▶ _Task goal_
Rescale the items from the beginning through the line containing "0, 0, 608, 164", keeping the requests, by multiplying every coordinate in the answers by 2.2 and rounding each result to a whole number, with halves rounded up. Give only those lines.

▶ _Data excerpts_
○ ○ ○ ○ ○ ○ ○

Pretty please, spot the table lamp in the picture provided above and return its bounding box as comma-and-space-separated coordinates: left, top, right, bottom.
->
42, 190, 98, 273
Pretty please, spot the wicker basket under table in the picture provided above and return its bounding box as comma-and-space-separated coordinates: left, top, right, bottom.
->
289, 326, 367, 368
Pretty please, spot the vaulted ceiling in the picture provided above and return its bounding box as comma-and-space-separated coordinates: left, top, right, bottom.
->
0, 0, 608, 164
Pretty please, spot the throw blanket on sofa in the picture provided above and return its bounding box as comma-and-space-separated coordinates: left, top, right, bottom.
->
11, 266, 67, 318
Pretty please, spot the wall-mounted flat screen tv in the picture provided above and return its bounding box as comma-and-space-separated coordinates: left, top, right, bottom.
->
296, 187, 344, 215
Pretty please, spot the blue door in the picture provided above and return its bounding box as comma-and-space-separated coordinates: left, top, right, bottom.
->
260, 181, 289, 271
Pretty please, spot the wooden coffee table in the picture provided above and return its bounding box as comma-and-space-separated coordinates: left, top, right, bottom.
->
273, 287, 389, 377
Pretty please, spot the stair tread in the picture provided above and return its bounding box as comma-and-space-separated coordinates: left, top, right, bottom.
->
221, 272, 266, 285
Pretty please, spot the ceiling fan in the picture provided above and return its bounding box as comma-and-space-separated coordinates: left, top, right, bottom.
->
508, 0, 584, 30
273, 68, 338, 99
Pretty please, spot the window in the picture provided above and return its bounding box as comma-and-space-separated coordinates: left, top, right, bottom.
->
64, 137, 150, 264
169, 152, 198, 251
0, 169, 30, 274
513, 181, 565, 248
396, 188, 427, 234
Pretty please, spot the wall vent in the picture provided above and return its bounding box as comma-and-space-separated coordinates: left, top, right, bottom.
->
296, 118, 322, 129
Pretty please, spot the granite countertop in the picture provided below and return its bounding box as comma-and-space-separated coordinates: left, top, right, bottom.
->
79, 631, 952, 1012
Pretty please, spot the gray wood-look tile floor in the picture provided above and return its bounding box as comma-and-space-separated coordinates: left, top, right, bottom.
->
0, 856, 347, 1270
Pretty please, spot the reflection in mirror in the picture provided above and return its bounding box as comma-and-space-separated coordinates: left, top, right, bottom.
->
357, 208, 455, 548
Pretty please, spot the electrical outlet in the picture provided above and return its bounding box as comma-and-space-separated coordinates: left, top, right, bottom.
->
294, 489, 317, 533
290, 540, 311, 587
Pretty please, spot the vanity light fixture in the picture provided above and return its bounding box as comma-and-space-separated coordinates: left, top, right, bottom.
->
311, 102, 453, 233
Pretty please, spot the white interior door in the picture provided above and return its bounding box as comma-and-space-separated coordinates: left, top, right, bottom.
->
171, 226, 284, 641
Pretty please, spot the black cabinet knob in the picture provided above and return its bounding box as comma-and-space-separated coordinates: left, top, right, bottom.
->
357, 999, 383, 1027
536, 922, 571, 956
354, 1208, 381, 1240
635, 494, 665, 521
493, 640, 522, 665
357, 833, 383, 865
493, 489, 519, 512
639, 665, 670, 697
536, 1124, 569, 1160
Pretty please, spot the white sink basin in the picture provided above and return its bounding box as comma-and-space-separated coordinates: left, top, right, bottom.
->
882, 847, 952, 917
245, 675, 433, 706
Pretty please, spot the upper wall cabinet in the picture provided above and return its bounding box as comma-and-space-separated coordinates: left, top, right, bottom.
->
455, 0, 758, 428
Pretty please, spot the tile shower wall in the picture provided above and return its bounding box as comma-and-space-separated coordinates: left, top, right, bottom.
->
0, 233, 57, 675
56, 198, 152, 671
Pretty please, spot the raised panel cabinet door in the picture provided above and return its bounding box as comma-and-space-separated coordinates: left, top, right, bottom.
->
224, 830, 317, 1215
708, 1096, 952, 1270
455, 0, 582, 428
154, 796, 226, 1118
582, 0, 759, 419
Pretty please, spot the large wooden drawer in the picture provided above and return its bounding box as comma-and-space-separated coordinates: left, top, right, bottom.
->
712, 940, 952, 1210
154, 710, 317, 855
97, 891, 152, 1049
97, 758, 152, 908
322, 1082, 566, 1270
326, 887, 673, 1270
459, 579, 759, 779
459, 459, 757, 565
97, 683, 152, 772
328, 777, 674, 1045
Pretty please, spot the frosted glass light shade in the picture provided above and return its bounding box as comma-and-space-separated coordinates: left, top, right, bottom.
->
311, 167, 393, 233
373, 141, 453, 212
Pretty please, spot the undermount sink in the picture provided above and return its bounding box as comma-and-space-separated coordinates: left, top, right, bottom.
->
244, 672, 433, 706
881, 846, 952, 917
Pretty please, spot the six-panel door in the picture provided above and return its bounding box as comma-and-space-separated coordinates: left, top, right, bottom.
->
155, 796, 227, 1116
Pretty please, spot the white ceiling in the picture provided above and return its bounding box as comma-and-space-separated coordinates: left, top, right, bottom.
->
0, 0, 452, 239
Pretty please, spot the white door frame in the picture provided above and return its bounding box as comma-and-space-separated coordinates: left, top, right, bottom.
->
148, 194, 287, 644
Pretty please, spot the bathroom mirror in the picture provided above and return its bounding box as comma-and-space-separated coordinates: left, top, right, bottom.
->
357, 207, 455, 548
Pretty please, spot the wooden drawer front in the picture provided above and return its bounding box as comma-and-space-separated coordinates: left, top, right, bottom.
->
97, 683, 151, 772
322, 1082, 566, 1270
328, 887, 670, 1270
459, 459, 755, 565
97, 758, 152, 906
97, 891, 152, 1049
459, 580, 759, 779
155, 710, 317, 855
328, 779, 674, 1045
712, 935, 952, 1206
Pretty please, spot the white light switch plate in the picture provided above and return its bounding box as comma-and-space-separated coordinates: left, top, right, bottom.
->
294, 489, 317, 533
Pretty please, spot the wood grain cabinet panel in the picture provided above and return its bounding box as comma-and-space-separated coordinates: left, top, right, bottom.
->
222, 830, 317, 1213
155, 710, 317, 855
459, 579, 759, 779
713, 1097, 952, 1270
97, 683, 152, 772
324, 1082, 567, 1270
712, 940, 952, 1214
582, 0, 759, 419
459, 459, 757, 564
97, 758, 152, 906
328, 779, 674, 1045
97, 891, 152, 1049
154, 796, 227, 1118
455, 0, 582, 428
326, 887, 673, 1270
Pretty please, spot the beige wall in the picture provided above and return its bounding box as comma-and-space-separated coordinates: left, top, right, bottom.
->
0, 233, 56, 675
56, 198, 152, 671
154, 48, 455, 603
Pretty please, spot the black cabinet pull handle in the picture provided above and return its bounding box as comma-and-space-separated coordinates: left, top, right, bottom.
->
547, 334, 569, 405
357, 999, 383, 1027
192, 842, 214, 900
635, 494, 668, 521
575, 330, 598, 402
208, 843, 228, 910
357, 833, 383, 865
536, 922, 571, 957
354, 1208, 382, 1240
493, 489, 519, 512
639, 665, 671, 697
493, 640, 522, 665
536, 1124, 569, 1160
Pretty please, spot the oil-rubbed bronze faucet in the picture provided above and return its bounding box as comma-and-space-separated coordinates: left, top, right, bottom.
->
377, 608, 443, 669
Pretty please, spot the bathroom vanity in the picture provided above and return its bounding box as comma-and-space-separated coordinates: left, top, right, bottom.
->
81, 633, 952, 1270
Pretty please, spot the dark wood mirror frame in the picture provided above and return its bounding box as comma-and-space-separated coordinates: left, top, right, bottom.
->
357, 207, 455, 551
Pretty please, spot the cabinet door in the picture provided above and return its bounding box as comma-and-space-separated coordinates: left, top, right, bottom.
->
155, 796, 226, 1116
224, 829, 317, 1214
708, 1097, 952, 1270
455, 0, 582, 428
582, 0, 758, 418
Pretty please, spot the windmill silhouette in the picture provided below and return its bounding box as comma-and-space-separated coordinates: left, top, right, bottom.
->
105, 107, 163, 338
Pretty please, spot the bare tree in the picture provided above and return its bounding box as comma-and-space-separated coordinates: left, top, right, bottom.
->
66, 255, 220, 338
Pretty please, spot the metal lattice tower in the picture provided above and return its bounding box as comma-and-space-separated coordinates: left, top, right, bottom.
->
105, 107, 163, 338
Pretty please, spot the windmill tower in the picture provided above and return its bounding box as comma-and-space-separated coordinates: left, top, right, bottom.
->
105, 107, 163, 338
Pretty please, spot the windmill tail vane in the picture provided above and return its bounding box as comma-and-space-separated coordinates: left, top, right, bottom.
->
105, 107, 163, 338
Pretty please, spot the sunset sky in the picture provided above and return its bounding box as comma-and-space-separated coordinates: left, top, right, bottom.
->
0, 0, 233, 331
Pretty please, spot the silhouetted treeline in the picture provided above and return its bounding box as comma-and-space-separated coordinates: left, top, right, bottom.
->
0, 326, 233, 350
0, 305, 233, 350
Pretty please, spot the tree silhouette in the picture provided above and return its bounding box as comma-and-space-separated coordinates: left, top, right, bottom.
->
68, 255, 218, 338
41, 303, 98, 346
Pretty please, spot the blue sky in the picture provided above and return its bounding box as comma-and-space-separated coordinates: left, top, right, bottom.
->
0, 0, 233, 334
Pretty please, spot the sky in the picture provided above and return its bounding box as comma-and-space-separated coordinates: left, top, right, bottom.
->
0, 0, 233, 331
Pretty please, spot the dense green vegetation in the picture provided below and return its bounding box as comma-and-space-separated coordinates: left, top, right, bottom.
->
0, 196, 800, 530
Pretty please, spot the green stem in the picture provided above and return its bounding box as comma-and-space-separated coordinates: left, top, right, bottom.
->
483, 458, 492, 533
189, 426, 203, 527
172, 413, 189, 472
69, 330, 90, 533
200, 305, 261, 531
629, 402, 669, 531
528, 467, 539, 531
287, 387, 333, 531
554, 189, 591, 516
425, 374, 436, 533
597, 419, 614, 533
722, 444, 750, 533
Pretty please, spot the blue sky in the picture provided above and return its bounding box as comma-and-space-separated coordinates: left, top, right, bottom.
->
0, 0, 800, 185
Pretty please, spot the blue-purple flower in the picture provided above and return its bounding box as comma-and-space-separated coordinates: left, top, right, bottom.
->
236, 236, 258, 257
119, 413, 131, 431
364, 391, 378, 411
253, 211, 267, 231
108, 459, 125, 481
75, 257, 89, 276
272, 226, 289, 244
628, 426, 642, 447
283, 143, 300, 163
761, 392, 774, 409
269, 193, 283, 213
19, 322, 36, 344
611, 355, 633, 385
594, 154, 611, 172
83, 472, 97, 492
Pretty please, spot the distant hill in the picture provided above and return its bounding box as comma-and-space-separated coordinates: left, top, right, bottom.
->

○ ○ ○ ○ ○ ○ ○

▶ _Result of this task_
Pretty please, spot the table lamp in the picture provided above and return its bounding box as comma-and-space-separated coordinates: left, top, right, bottom.
->
92, 418, 216, 601
Pretty please, spot the wicker basket under table in the picture provided above and return its bounding box as comma-and-space-separated coordinates: left, top, right, bottom.
->
636, 717, 807, 810
Pretty please, spot the vaulted ceiling in the picture provided above and return its bounding box as comma-and-space-separated coordinates: left, top, right, bottom.
->
0, 0, 1338, 361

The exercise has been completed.